-- Passage to read follows --
IN CONVERSATION: Tristan Toé / unity and diversity

All over the world, people are searching for ways to create nutrient-dense foods for sustenance and health. But in order to grow healthy crops, we are dependent on intact and fertile soil. So that future generations can also use this resource for themselves, gardeners and farmers are faced with the challenge of cultivating healthy food and at the same time preserving and improving the soil on which they grow.

“In order to guarantee the quality and variety of the vegetables, we use seedfast varieties. Our selection criteria for the vegetables and the various varieties are their suitability for the location, their vitality and their taste. The own seed production and selection of the plants increase the plant health – yes, and healthy plants bring healthy food – and medicines”, Tristan explains.

Tristan Toé grows eggplant, tomatoes, carrots, cucumbers, lettuce and even ginger on the Wachtberg. What is special about it: Despite difficult conditions – on shallow soil and hard stone – the vegetables sprout from the ground, no deeper than in a flower pot. They never had any contact with chemicals and all the varieties he grows are “old”. Tristan works hand-in-hand with the natural cycles of our planet to bring balance and diversity to his fields. The observation and understanding of recurring natural patterns plays an important role. Tristan’s fields approach sustainability by functioning as a closed system. This means that no outside resources are introduced into the fields and the land and ecosystem are self-sustaining. “We want to find ways to work with nature – not against it. This means that we want to produce organically and, above all, sustainably. In addition to not using artificial fertilizers and pesticides, we use the most gentle tillage possible, e.g. loosening and aerating the soil instead of ploughing. Sustainability does not mean exploiting the soil as a resource, but maintaining it.” As he talks, Tristan moves along fixed paths between his fields. “Bed stays bed and path stays path”, he explains. “My goal is to produce vegetables while improving the soil. That’s why I mulch everything here – beds and paths. This protects the soil from the sun and heavy rain – I don’t have any erosion and the fungi and worms have a cozy bed under the straw.”

In Mali, hybrid seed has long since replaced the “old” varieties that were grown on African soil. The seed is mostly imported from southern France and is not suitable for the climatic conditions of the Sahel zone. With chemical support, crop yields are still respectable. “But hardly anyone thinks about what that means for people who can’t read the warning labels on the containers and are using the chemicals completely wrong,” says Tristan. He came to the Waldviertel with the aim of doing organic farming, cultivating a wide variety of plants, and cultivating seeds. Returning a bit to the original in order to pass on the knowledge he would acquire to his people in Mali.

The people of the Waldviertel, who observed his activities for a long time, are finally on his side. “It is important to the people here that you do something. If you work hard and achieve something, they respect you.” Although his work is very different from theirs. “For me driving a tractor, spraying pesticides and artificial fertilizers is not farming. This is industry. For me, a farmer who is more related to machines, computers and chemistry than to nature is not a farmer but an engineer. For me, farming is between man, nature and the land that is worked with your own hands.”
-- Passage to read concluded --
* **Exercise brief**:
In the piece on Tristan Toé, shorten the paragraph beginning "In Mali, hybrid seed" to two or three sentences, keeping its main facts.
-- Data provided follows --
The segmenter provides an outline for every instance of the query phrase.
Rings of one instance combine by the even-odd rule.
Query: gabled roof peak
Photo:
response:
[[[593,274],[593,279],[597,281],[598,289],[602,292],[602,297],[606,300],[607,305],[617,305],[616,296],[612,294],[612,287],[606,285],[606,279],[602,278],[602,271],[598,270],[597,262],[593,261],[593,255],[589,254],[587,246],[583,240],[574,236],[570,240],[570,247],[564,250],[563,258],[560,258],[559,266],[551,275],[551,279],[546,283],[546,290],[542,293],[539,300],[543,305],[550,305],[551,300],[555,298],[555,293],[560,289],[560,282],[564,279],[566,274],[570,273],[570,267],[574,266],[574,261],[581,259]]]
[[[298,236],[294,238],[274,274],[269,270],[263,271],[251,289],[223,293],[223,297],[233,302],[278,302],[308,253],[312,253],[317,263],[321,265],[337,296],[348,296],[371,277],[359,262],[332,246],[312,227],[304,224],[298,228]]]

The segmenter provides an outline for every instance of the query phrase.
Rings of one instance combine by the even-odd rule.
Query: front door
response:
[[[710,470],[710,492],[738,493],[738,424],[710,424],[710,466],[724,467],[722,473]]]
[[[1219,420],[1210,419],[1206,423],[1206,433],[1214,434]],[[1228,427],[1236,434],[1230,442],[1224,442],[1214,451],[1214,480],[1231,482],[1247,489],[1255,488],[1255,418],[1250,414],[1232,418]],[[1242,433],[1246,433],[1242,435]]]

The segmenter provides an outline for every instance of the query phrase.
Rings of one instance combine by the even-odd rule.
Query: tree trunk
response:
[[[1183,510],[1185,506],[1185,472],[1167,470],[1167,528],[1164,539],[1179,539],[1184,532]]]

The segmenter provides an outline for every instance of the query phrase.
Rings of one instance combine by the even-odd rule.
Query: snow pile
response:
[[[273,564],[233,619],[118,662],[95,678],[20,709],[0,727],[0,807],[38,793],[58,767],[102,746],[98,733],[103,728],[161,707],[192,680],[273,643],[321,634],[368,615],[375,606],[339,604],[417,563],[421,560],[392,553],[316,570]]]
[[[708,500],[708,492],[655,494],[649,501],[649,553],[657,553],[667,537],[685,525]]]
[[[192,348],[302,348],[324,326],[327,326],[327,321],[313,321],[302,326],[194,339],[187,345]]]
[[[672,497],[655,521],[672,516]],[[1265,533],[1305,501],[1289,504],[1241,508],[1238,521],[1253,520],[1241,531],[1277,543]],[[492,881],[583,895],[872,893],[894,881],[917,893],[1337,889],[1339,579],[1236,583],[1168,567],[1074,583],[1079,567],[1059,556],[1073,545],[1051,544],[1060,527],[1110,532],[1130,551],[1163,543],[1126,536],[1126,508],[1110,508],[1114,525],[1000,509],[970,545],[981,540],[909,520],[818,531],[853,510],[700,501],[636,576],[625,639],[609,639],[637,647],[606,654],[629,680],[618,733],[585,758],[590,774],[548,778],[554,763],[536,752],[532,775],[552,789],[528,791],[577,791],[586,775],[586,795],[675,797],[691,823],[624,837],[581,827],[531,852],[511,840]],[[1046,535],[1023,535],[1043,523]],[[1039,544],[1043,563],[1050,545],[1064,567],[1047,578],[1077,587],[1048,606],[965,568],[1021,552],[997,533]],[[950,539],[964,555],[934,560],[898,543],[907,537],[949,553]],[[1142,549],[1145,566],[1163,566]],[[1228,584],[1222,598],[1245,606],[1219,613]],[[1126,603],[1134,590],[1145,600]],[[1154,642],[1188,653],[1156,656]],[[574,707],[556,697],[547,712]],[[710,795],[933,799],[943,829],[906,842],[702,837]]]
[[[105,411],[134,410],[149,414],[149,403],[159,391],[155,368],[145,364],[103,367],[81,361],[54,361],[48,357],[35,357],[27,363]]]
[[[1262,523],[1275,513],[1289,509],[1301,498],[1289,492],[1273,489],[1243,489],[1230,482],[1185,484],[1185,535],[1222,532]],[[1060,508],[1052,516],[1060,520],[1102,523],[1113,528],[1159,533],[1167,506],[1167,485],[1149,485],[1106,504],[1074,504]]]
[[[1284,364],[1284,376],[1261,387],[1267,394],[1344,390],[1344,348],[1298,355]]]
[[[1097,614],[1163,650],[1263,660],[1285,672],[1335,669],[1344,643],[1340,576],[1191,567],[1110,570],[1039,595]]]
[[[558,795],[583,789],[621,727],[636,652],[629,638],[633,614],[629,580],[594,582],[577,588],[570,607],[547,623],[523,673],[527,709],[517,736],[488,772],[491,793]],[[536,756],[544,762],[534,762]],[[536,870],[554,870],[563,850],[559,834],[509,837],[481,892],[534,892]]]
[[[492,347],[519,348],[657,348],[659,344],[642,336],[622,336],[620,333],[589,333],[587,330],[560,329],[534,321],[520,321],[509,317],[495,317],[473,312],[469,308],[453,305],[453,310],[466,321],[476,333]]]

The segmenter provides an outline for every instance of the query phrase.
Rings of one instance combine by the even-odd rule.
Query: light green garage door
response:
-- Data provided concluded --
* **Response**:
In Mali, hybrid seed, mostly imported from southern France and unsuited to the Sahel climate, has replaced the "old" varieties, and it gives respectable yields only with chemicals that people who cannot read the warning labels use wrongly. Tristan came to the Waldviertel to farm organically, grow many kinds of plants and cultivate seeds, so that he could pass this knowledge on to his people in Mali.